■ **What this task involves**
Write out the passage from the post below about teaching an early-morning class, beginning at the words "And as I walked" and stopping after "BEFORE six am.".

■ **Text section**
◆ ◆ ◆ ◆ ◆

I taught a 5:50 am class this morning.
And as I walked from the subway to the studio in the Flatiron District, this is what I saw.
A quiet, peaceful, slumbering city.
An unprecedented moment of stillness in the city that never sleeps.
It was magical, actually.
And I am quite impressed by people who take class BEFORE six am.
Because, believe me, you wouldn’t see me in a class at that hour.
Unless, of course, I am the one teaching it.
It’s amazing what we humans can do. I am continually impressed by our resilience and rise-above-ability, when we choose it.
There is a woman who came into my class the other day with a prosthetic leg. There are people who don’t do much with their two whole legs; and here is this woman who won’t let something like that keep her from living the life she wants.
Another woman came into the studio the other day and asked to speak to an instructor. She was young, maybe twenty-five or so.
“I just finished my last chemo treatment,” she said, lowering her voice so as not to let the world in on such a big fact before they even know one little fact.
“Congratulations on finishing, ” I told her, matching her quiet volume.

◆ ◆ ◆ ◆ ◆

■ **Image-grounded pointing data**
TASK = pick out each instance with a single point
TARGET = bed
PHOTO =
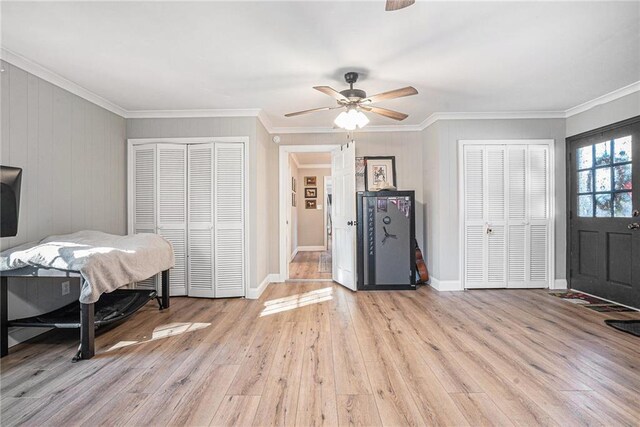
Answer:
(102, 263)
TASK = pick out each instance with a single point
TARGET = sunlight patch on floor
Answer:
(292, 302)
(164, 331)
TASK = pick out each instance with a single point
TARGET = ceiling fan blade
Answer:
(395, 115)
(332, 93)
(313, 110)
(398, 93)
(398, 4)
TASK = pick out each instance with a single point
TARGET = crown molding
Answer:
(45, 74)
(54, 78)
(505, 115)
(182, 114)
(611, 96)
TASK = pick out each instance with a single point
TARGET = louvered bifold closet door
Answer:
(475, 246)
(144, 196)
(200, 220)
(496, 216)
(518, 229)
(172, 209)
(229, 220)
(539, 216)
(485, 214)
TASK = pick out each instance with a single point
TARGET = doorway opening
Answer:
(310, 216)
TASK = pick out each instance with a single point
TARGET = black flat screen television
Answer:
(10, 180)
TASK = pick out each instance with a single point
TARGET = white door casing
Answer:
(343, 180)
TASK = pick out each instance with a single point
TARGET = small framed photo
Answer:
(380, 173)
(311, 193)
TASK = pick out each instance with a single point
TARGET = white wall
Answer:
(293, 210)
(441, 184)
(604, 114)
(311, 221)
(73, 155)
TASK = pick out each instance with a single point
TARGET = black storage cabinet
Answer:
(386, 240)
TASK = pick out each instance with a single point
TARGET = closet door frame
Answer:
(550, 143)
(133, 142)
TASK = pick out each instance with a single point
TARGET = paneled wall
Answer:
(73, 155)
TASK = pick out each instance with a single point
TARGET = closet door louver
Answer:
(172, 209)
(517, 215)
(474, 211)
(507, 220)
(538, 165)
(144, 196)
(229, 220)
(200, 222)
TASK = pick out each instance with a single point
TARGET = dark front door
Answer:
(604, 191)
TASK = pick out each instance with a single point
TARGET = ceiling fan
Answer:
(398, 4)
(355, 100)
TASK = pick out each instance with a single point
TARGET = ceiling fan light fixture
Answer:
(351, 119)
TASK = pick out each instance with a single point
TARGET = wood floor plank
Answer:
(236, 411)
(480, 410)
(358, 410)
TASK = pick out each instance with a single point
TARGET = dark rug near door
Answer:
(591, 302)
(629, 326)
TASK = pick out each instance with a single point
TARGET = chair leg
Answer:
(165, 289)
(87, 331)
(4, 318)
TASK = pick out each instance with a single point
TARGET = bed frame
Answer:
(87, 311)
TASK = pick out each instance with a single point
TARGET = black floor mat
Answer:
(629, 326)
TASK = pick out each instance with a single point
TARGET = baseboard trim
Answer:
(559, 284)
(310, 248)
(255, 293)
(21, 334)
(446, 285)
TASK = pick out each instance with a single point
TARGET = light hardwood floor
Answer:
(305, 266)
(315, 353)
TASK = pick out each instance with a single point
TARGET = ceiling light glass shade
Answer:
(352, 119)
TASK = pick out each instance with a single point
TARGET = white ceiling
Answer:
(462, 57)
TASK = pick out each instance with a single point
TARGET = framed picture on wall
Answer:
(380, 173)
(311, 193)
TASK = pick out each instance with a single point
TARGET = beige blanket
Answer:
(106, 261)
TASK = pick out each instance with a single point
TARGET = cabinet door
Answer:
(200, 220)
(172, 209)
(144, 196)
(229, 220)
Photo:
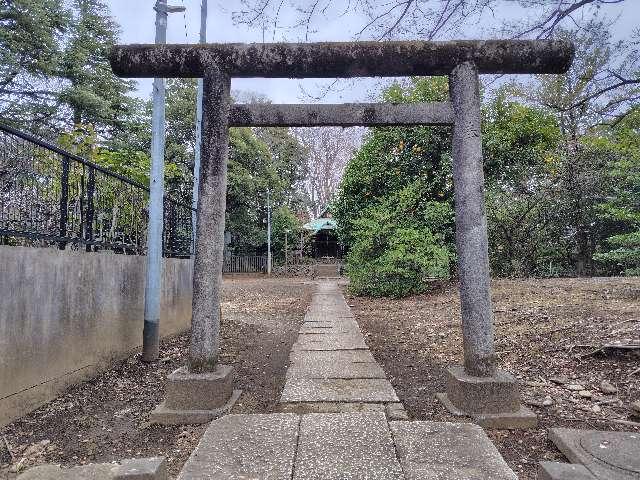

◆ ◆ ◆ ◆ ◆

■ **Written response**
And as I walked from the subway to the studio in the Flatiron District, this is what I saw.
A quiet, peaceful, slumbering city.
An unprecedented moment of stillness in the city that never sleeps.
It was magical, actually.
And I am quite impressed by people who take class BEFORE six am.